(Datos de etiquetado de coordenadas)
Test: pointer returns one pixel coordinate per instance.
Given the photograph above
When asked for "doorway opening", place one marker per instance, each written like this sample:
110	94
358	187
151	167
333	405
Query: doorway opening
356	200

• **Tarea a realizar**:
¿Puedes expresar todas las líneas de los registros de arriba como una lista numerada, sin incluir las líneas en blanco?

• **Solución del ejercicio**:
1. Test: pointer returns one pixel coordinate per instance.
2. Given the photograph above
3. When asked for "doorway opening", place one marker per instance, each written like this sample:
4. 110	94
5. 358	187
6. 151	167
7. 333	405
8. Query: doorway opening
9. 356	200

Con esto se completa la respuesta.